Ces éléments de contexte ne sauraient évidemment épuiser la question des motivations à écrire autrement la recherche : elles visent à montrer que nous sommes en présence d’une tendance profonde et durable dont les éditeurs doivent tenir compte et, comme nous le proposons ici, soutenir.
2.2. Des textes innovants au service du savoir
Si les nouvelles écritures de la recherche sont fortement motivées dans le contexte qui vient d’être rappelé, leur publication par des éditeurs scientifiques ne va pas de soi pour autant, tout particulièrement lorsqu’elles prennent la forme de fictions ou de restitutions littéraires d’expériences sociales. Sous quelles conditions de tels textes peuvent-ils correspondre à la mission initiale des éditeurs publics, que nous avons rappelé plus haut, de diffusion des savoirs issus de la recherche ?
Nous pouvons reprendre ici l’exemple de la nouvelle collection des PUV consacrée aux migrations, et dont le volume inaugural prend la forme d’une fiction mettant en scène des personnages imaginés par l’autrice : des mineurs isolés hébergés dans un camp pour réfugiés en Europe dont la localisation « dans une capitale européenne » est laissée volontairement imprécise et une travailleuse humanitaire dont l’histoire est elle-même marquée par une migration familiale. La question du rapport entre sciences sociales et fiction n’est certes pas nouvelle, mais leur partage a fait l’objet de débats disputés, récemment, à la suite du succès rencontré par des fictions à fort ancrage historique22, puis de la revendication par certains chercheurs en SHS d’une attache de leur travail à la littérature23. Ici, c’est le souhait de rendre tangible la singularité de chaque migration qui a motivé les créatrices de la collection à y accueillir les formats les plus divers, y compris donc fictionnels. L’ambition est clairement posée : « articuler études migratoires et productions fictionnelles, littéraires ou artistiques, est non seulement possible, mais nécessaire pour sortir de l’essentialisation du phénomène migratoire » (LEROY D., PERRETI-NDIAYE M. & SPIRE A. 2021 : 3). En mettant l’accent non seulement sur la singularité, mais aussi sur le caractère souvent ordinaire des migrations pour celles et ceux qui les vivent, les formats d’écriture ajustés à de telles restitutions peuvent donc participer à une œuvre de déconstruction des registres de représentations dominantes (politiques, sociales, culturelles) et interroger au passage le cela-va-de-soi de l’existence d’un problème public de « l’immigration » : de telles représentations sont précisément incapable de rendre compte de la multiplicité des trajets et des trajectoires, et tend à écraser sous les données chiffrées et massifiées la réalité des expériences vécues par les migrants comme par celles et ceux qui les accueillent. « Si l’imaginaire, la fantaisie, le rêve peuvent détourner de la rugosité du réel, on peut défendre l’idée selon laquelle le pas de côté fictionnel peut aussi s’avérer fécond pour rendre sensibles des réalités a priori éloignées. Ce sont parfois des métaphores qui nous permettent d’appréhender ce qui paraît dérangeant, inaccessible, trop complexe au raisonnement » (ibid. : 5).

* [DONNÉES RECUEILLIES]:
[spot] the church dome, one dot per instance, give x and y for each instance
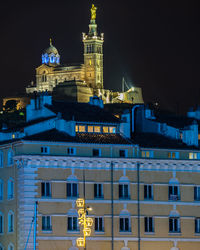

* [CONSIGNES À SUIVRE]:
1 > Mettez à jour le passage de l'extrait sur les nouvelles écritures de la recherche qui s'ouvre sur les mots « Ces éléments de » et se termine par « proposons ici, soutenir. », en remplaçant « éditeurs » par « presses universitaires ».
2 > Quels registres de représentations dominantes l'extrait sur les nouvelles écritures de la recherche énumère-t-il ?
3 > Poursuivez l'extrait sur les nouvelles écritures de la recherche à partir de l'endroit où il s'arrête.
Les données ne jouent aucun rôle dans cet exercice.

* [RÉSULTATS DE L'EXERCICE]:
1 >
Ces éléments de contexte ne sauraient évidemment épuiser la question des motivations à écrire autrement la recherche : elles visent à montrer que nous sommes en présence d’une tendance profonde et durable dont les presses universitaires doivent tenir compte et, comme nous le proposons ici, soutenir.

2 > Politiques, sociales, culturelles.

3 >
En fictionnalisant son récit, l’autrice du Vertige des acrobates, qui ouvre la collection, rend ainsi possible une polyphonie des acteurs, pour laquelle la forme romanesque est parfaitement appropriée. Marine Messina fait entendre non seulement la voix des mineurs en migration, mais aussi celle des travailleurs sociaux généralement ignorés tant des études sociologiques que des discours politiques. Les logiques institutionnelles, de plus, parce qu’elles sont décrites depuis les effets qu’elles produisent sur leurs récipiendaires, sont rendues très compréhensibles ici, qu’il s’agisse de la politique migratoire de l’Union Européenne et de ses procédures « Dublin », des contraintes financières et juridiques qui pèsent sur les ONG ou encore de l’organisation hiérarchique des camps. Or, si l’autrice est en mesure de partager ce savoir, c’est qu’elle s’appuie sur une expérience de travail de deux ans dans un foyer pour mineurs isolés à Chypre, au cours de laquelle elle a collecté des données et des récits24. La qualification de « fiction documentée » semble ainsi adéquate. Elle remplit indubitablement une fonction de partage des savoirs, la forme romanesque étant de plus susceptible d’élargir ce partage à un lectorat non spécialiste, mais en quête de compréhension de ces questions.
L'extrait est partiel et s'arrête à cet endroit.